** Aufgabe **
Übersetze aus dem Text über die Gedenkfeier im Mariendom diesen Satz ins Englische: „Er selbst arbeitet heute als Seelsorger in einem Altenheim im westfälischen Dülmen und engagiert sich inzwischen im Betroffenenrat einiger norddeutscher Bistümer.“

** Ausgewählter Auszug **

-------------------------

Wie viele Betroffene verdrängt Thewes lange Zeit die Erinnerungen, auch aus Angst, dass ihm niemand glaubt. Er wird sogar Pastoralreferent im Bistum Münster, denn die Kirche sei eigentlich immer wichtig für ihn gewesen. Sein Leben lang leidet er unter Migräne, hat viele Fehlzeiten. Als er 2010 einen Bericht darüber liest, wie groß die Ungläubigkeit darüber ist, dass ein Pfarrer in seiner Heimatstadt ebenfalls zum Missbrauchstäter wurde, bricht bei ihm eine Blockade. "Ich habe einen offenen Leserbrief geschrieben, dass es fatal ist, den Opfern eine Mitschuld zu geben."
"Das war für mich ein Schlag ins Gesicht"
Erinnerungen an die sexualisierten Handlungen kehren zurück, lähmen ihn Tag und Nacht, und Thewes wendet sich an das Bistum Hildesheim. Der Wolfsburger Pfarrer lebt seit den 1980er-Jahren nicht mehr. Und das Bistum glaubt nicht an einen "realen Missbrauch", denn der Pfarrer gehöre nicht zu den bekannten Tätern, erzählt Thewes nun im Dom. "Das war für mich ein Schlag ins Gesicht." Erst acht Jahre später, wendet er sich während einer Therapie an den neuen Bischof Heiner Wilmer, der ihm endlich glaubt, dass er in allerschwerster Form vergewaltigt wurde.
An diesem Abend im Mariendom werden die Belastungen, die die Betroffenen ein Leben lang begleiten, in einer symbolischen Klagemauer deutlich. Überlebensgroß sind Kartons ganz bewusst vor dem Zugang zum Grab des früheren Bischofs Heinrich Maria Janssen (1907-1988) gestapelt. Janssen war in einem Untersuchungsbericht schwer belastet worden, Missbrauchstäter gedeckt und sexualisierte Gewalt vertuscht zu haben. Worte wie "Alkoholsucht", "Glaubenszweifel" oder "Depressionen" stehen auf den einzelnen Kartons.
Für viele Betroffene seien nicht nur Krankheiten, sondern auch beschädigtes Vertrauen und Selbstwertgefühl sowie Ängste vor Nähe die Folgen, erläutert Norbert Thewes. Er selbst arbeitet heute als Seelsorger in einem Altenheim im westfälischen Dülmen und engagiert sich inzwischen im Betroffenenrat einiger norddeutscher Bistümer.
Anlass für die öffentliche Gedenkfeier ist eine Anregung von Papst Franziskus. Rund um den von der EU eingeführten "Europäischen Tag zum Schutz von Kindern vor sexueller Ausbeutung und sexuellem Missbrauch" sollte ein Gedenktag für Betroffene von sexualisierter Gewalt begangen werden.

-------------------------

** Datenauszüge **
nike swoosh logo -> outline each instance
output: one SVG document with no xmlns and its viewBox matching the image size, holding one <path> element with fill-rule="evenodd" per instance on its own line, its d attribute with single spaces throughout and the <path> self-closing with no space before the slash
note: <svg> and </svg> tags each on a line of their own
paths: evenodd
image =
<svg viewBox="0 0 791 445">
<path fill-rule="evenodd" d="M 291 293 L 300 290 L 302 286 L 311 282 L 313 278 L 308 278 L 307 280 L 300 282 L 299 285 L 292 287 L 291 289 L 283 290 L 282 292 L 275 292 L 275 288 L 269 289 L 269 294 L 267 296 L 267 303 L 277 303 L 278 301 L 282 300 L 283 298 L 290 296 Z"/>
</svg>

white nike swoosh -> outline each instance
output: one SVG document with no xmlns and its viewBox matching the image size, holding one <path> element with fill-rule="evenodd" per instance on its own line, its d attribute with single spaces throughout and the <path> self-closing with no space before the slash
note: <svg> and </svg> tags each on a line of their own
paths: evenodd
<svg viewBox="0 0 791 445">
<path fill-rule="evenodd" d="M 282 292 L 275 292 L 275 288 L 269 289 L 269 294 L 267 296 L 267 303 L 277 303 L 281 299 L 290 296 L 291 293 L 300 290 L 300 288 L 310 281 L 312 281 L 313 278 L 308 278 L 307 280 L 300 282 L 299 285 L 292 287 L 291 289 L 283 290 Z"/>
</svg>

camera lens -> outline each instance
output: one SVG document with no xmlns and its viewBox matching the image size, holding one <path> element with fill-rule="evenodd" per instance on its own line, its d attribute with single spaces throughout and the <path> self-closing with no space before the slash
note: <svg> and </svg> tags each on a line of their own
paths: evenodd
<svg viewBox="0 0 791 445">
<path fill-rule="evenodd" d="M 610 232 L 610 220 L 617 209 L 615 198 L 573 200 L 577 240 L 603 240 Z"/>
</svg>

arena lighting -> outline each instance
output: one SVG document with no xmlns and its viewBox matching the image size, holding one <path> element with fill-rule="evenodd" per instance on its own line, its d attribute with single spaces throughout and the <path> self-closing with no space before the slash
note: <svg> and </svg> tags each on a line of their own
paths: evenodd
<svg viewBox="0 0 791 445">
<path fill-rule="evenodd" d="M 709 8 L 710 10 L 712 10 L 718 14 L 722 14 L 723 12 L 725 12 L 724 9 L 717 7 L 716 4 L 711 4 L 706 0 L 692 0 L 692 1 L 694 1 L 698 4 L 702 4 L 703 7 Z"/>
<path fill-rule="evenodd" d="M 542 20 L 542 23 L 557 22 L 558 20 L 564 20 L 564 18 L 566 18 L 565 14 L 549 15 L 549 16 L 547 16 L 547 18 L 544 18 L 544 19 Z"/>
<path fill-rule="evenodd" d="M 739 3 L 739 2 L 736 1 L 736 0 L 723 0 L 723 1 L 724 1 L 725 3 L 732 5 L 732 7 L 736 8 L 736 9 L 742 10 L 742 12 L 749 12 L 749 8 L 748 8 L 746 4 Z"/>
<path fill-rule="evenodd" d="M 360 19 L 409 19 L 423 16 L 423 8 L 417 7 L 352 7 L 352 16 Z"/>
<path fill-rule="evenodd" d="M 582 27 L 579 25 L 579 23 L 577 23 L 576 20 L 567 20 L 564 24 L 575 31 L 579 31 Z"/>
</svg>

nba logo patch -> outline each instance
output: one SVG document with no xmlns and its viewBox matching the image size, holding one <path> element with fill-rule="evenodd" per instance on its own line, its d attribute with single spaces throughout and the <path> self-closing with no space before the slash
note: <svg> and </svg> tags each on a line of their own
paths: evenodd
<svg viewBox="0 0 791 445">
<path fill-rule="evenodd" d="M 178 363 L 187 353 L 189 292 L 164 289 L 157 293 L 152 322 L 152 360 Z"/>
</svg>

-------------------------

** Erwartete Ausgabe **
He himself now works as a chaplain in a retirement home in Dülmen in Westphalia and has since become involved in the survivors' council of several northern German dioceses.